* _MATERIAL PROVIDED_:
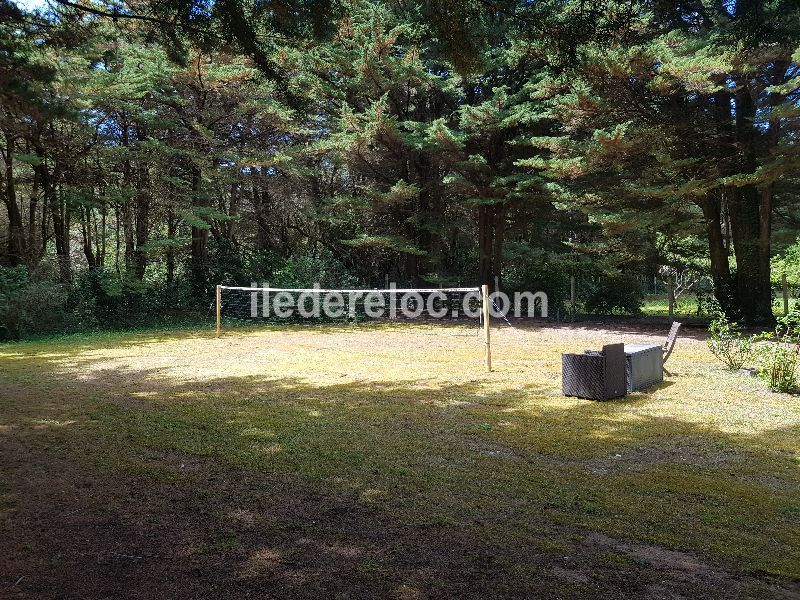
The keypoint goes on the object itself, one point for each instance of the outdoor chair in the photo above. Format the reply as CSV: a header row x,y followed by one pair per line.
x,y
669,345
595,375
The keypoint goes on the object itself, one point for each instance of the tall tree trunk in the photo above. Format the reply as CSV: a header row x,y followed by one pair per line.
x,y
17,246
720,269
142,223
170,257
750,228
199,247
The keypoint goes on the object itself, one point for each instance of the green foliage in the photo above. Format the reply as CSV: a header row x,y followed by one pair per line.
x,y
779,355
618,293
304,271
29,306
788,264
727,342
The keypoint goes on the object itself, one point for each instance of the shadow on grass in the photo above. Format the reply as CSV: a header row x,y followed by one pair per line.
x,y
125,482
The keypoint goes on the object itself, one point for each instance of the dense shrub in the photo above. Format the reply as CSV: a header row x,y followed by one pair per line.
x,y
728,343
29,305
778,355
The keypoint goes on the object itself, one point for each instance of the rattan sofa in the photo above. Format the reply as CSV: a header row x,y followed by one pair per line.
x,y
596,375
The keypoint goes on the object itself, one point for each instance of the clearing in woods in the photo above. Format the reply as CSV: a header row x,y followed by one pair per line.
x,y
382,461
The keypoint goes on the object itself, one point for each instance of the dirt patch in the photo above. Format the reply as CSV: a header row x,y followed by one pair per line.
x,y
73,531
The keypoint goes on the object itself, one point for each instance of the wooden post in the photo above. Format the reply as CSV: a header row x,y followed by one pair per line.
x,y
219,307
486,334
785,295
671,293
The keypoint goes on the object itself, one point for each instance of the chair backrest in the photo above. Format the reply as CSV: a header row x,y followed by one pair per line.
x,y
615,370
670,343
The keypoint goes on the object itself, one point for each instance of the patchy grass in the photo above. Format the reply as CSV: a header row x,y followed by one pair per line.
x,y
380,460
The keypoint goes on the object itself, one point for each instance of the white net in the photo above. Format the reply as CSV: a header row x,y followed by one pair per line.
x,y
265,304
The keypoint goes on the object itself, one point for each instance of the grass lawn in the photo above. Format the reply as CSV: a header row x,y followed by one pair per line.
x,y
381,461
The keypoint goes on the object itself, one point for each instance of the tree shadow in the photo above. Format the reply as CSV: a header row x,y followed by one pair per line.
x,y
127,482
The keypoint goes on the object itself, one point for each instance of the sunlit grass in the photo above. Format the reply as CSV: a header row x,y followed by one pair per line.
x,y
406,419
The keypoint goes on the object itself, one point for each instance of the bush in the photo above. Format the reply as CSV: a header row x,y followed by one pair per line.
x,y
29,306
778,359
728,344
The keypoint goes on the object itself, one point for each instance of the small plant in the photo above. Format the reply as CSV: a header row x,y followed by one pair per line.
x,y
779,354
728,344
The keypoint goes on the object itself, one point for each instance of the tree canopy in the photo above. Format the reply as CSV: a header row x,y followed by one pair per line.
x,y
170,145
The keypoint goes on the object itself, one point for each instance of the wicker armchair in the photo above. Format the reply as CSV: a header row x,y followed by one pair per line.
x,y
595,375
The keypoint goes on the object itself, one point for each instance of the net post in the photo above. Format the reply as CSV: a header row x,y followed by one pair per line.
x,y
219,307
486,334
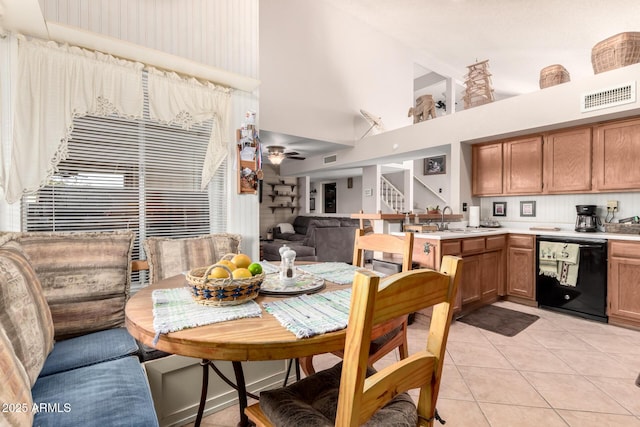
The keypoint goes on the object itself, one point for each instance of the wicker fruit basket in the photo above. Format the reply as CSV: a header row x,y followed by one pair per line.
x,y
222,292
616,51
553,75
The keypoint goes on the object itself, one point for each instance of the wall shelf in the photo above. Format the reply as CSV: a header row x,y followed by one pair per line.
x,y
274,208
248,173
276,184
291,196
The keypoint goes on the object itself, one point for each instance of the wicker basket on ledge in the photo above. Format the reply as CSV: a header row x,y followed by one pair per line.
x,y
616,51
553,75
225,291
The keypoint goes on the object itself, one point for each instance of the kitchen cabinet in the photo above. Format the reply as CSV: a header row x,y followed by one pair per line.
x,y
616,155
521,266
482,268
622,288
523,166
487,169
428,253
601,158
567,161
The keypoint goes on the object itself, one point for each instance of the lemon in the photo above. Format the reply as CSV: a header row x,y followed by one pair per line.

* _WHAT IS REQUIRED_:
Without the pictures, transcribe the listing exactly as it stands.

* _RESULT_:
The keypoint goes on the object itself, one point for each instance of the outdoor chair in the photo above. Format the reply as CSV: a header row x,y followed by one pair per line.
x,y
669,345
595,375
The keypoint goes on the object itself, one point for each instance of the tall tree trunk in the photo above. Format the reply as CSV: a header row x,y followed by one pair per line.
x,y
17,246
720,269
142,223
170,257
750,228
199,247
The keypoint goes on the object itself, one point for each instance of the green foliage in the photo above. Format the reply as CSV: a header row x,y followed by one pair per line.
x,y
779,355
618,293
304,271
29,306
788,264
727,342
The keypoint goes on the object itself, one point for each instance of the shadow on grass in the photo above. Format the reply as CSV: a header row x,y followed by one pair per line.
x,y
125,482
The keypoint goes on the object itself, one point for each instance of the dense shrub in the photo above. Format the reply as CSV: a header row x,y followed by one pair per line.
x,y
728,343
29,305
778,355
The keypoint goes on the object itself, one point for each instance of the rattan sofa in the photo above. Format the reply as CSV: a header row x,y followed by one pair per line.
x,y
596,375
The keypoint goes on the object itself, one point for each instance of the clearing in woods in the photo above. Format the reply as CSV: a header row x,y followed by one pair per line.
x,y
382,461
The keypoint goes on the object itself, one point for each instance of the dirt patch in the photo above. Format the reply as CSV: a header row x,y followed by one pair per line.
x,y
73,531
The keypoint goes on the object itself, one point for each instance of the wooden post in the photo above. Format the reply as CSV: a header row x,y followed by one pair per line.
x,y
219,307
486,334
785,295
671,293
The keypoint goes on the object itself, one point for each instance of the chair backrest in the photo above. Format the reply as CSV: a header row x,y followed by one pair per line.
x,y
615,370
670,343
The keypoint goes on the object itself, one point for each instance of the patchy grass in the photo above. Format the reply as CSV: a header row x,y followed by one pair per line.
x,y
380,460
The keypoint goes on the object itself, one point for each instance of the white net in the photo above. Format the reply as CSV: a header row x,y followed by one pair per line.
x,y
265,304
The keypoint goes on the object itself, one point for each instance of the grass lawn in the photo above. Format the reply as CSV: a header row x,y followed by one pair per line.
x,y
381,461
The keypoint goes on the object itself, one point for each instance of the tree shadow in the photo above. Format the reply as CSV: a header row x,y followed by one pair per line.
x,y
127,482
The keypoint goes on the object itself, one point for each instance of the sunlit grass in the photo above. Format the reply as CSV: a header row x,y followed by one pair per line.
x,y
406,419
The keypoint goes on the object itself, one point for each instance of the bush in the photo above. Format the reply as CSV: a header row x,y followed by one pair per line.
x,y
29,306
778,359
728,344
The keypoint goes on the object itself, one point for each instance of the small plant in the photo above. Format the reply as CSV: a header row x,y followed by one pair per line.
x,y
779,354
728,344
The keypoint goes on the object itself, one point for each instance of the tree canopy in the photo above. Format the reply as CSV: a header row x,y followed by one pair per line.
x,y
170,145
The keypoint goes on the object itself, one point for each instance of the wicker armchair in the photo above. Format the reply as CSV: a header row x,y followed by one pair per line.
x,y
595,375
The keypoint goes on the object itself, one point for each instance of the net post in the photo above. Format the reply as CSV: a header row x,y followed by one pair per line.
x,y
219,307
486,334
The keypoint goes on the object itself, one point for each instance of the wicker fruit basket in the photo above. Format the reply as CSV: a header row x,y followed by one pair per line.
x,y
222,292
616,51
553,75
The keypoint goes on the object itself, one point for each instance of the wall shelf in the photo above. Format the reply as CSV: a header row x,y followed by one pair per line.
x,y
274,208
248,173
276,184
291,196
The keypoint goes on the object itself, one point for each instance of the wicker basket on ledge in the photo above. Format the reply as CSV: a header row x,y followed by one pair per line.
x,y
616,51
553,75
225,291
The keypoint goes on the object itself, one point for each instance of the kitchen cabinet in the photo above. Format the reply as CSV: a header row x,y followed by one pair per line.
x,y
616,155
521,266
482,268
622,288
523,166
487,169
428,253
601,158
567,161
The keypoint goes on the object itself, one point for each instance of the lemon in the photo above. Format the reply as CSV: a header row x,y followed by one pair per line.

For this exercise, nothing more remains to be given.